------ MATERIAL PROVIDED ------
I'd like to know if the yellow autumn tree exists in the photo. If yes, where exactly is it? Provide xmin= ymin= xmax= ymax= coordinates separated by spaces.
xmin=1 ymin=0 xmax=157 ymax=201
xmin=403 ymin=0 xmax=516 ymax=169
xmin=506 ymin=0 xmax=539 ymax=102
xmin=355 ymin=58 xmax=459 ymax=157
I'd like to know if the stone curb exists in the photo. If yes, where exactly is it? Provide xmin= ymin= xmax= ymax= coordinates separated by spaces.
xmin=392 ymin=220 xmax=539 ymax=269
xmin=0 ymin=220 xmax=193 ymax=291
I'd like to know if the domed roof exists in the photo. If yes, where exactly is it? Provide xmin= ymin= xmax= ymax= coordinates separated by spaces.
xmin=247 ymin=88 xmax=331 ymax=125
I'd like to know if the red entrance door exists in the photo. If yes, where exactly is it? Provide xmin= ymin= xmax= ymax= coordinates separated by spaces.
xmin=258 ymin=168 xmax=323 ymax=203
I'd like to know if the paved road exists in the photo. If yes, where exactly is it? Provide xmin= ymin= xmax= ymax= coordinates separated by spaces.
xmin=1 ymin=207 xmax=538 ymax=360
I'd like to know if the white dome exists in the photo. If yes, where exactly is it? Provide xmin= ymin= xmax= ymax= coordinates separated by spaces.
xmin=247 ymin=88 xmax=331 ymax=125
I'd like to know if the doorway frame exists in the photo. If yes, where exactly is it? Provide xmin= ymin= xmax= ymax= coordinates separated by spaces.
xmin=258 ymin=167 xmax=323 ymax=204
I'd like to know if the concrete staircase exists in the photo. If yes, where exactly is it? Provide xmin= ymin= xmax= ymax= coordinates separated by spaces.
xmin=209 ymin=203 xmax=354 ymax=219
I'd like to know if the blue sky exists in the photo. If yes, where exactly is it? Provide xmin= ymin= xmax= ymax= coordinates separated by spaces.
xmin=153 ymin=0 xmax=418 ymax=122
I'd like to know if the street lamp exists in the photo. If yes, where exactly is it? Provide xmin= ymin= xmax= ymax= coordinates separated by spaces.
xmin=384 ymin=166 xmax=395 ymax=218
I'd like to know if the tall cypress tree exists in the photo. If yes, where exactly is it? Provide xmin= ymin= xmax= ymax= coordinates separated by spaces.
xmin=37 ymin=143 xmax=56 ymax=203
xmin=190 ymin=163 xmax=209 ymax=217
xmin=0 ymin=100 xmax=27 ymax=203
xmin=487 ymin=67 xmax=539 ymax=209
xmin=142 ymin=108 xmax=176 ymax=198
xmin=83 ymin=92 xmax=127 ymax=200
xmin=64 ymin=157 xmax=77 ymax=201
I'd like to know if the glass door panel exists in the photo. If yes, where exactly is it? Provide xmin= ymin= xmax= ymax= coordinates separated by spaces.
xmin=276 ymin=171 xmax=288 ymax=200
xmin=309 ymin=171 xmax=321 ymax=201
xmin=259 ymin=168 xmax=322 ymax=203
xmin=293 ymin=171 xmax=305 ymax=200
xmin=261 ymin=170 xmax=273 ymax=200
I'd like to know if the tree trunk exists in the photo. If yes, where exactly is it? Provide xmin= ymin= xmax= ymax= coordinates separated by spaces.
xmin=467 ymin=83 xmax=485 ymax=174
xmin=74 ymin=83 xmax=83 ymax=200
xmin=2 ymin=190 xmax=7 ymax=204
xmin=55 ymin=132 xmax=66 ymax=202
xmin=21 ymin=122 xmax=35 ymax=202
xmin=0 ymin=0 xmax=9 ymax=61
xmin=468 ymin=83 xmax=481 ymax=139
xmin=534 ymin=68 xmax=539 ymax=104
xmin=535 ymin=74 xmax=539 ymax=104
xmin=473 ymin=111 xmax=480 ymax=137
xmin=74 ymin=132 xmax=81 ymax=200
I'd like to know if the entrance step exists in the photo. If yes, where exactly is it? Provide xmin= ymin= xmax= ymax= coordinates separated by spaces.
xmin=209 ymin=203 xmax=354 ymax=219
------
TASK INSTRUCTIONS |
Copy out all of the material, word for word.

ANSWER TO THIS TASK |
I'd like to know if the yellow autumn tree exists in the photo. If yes, where exactly is it? Provide xmin= ymin= xmax= ymax= coordinates separated by spaces.
xmin=1 ymin=0 xmax=157 ymax=201
xmin=403 ymin=0 xmax=516 ymax=169
xmin=506 ymin=0 xmax=539 ymax=102
xmin=355 ymin=58 xmax=459 ymax=157
I'd like to know if the stone curb exists in the photo. If yes, where exactly is it? Provide xmin= ymin= xmax= ymax= coordinates separated by spaces.
xmin=392 ymin=220 xmax=539 ymax=269
xmin=0 ymin=220 xmax=193 ymax=291
I'd like to know if the domed roof exists in the photo. If yes, where exactly is it? Provide xmin= ymin= xmax= ymax= coordinates separated by spaces.
xmin=247 ymin=88 xmax=331 ymax=125
I'd like to know if the red entrance door exists in the photo. If yes, where exactly is it? Provide xmin= ymin= xmax= ymax= coordinates separated by spaces.
xmin=258 ymin=168 xmax=323 ymax=203
I'd like to know if the paved road exists in the photo. If yes, where exactly is it? Provide xmin= ymin= xmax= ymax= coordinates separated by spaces.
xmin=1 ymin=207 xmax=538 ymax=360
I'd like to know if the white dome exists in the photo. If yes, where exactly is it? Provide xmin= ymin= xmax= ymax= coordinates separated by spaces.
xmin=247 ymin=88 xmax=331 ymax=125
I'd like to know if the doorway frame exists in the photo. If yes, where exactly is it? Provide xmin= ymin= xmax= ymax= coordinates separated by spaces.
xmin=258 ymin=167 xmax=323 ymax=204
I'd like to know if the concrete staircase exists in the photo. If yes, where exactly is it? Provide xmin= ymin= xmax= ymax= coordinates separated by spaces.
xmin=209 ymin=203 xmax=354 ymax=219
I'd like to know if the blue sky exists in the photo. If yes, where exactly is it? Provide xmin= ymin= xmax= ymax= coordinates separated by spaces.
xmin=153 ymin=0 xmax=418 ymax=122
I'd like to know if the street lamp exists in the photo. If yes, where exactly is it? Provide xmin= ymin= xmax= ymax= coordinates separated by spaces.
xmin=384 ymin=166 xmax=395 ymax=218
I'd like to know if the tall cypress tree exists in the photo. If yes, where exactly is it? Provide xmin= ymin= xmax= ymax= coordinates separated by spaces.
xmin=37 ymin=143 xmax=56 ymax=203
xmin=190 ymin=163 xmax=209 ymax=217
xmin=0 ymin=100 xmax=27 ymax=203
xmin=487 ymin=67 xmax=539 ymax=209
xmin=142 ymin=108 xmax=176 ymax=198
xmin=83 ymin=92 xmax=127 ymax=200
xmin=64 ymin=157 xmax=77 ymax=201
I'd like to know if the glass door panel exists in the photo. If yes, where exactly is it? Provide xmin= ymin= xmax= ymax= coordinates separated by spaces.
xmin=276 ymin=171 xmax=288 ymax=200
xmin=309 ymin=171 xmax=321 ymax=201
xmin=259 ymin=168 xmax=322 ymax=203
xmin=293 ymin=171 xmax=305 ymax=200
xmin=261 ymin=170 xmax=273 ymax=200
I'd like to know if the tree trunk exists in the photo. If yes, where exactly is it? Provide xmin= ymin= xmax= ymax= coordinates separated by spaces.
xmin=467 ymin=83 xmax=485 ymax=174
xmin=74 ymin=83 xmax=83 ymax=200
xmin=2 ymin=190 xmax=7 ymax=204
xmin=55 ymin=132 xmax=66 ymax=202
xmin=21 ymin=122 xmax=35 ymax=202
xmin=0 ymin=0 xmax=9 ymax=61
xmin=468 ymin=83 xmax=481 ymax=139
xmin=534 ymin=68 xmax=539 ymax=104
xmin=535 ymin=74 xmax=539 ymax=104
xmin=473 ymin=111 xmax=480 ymax=137
xmin=74 ymin=132 xmax=81 ymax=200
I'd like to know if the entrance step exists in the photo. If yes, where exactly is it? Provide xmin= ymin= xmax= ymax= coordinates separated by spaces.
xmin=209 ymin=203 xmax=354 ymax=219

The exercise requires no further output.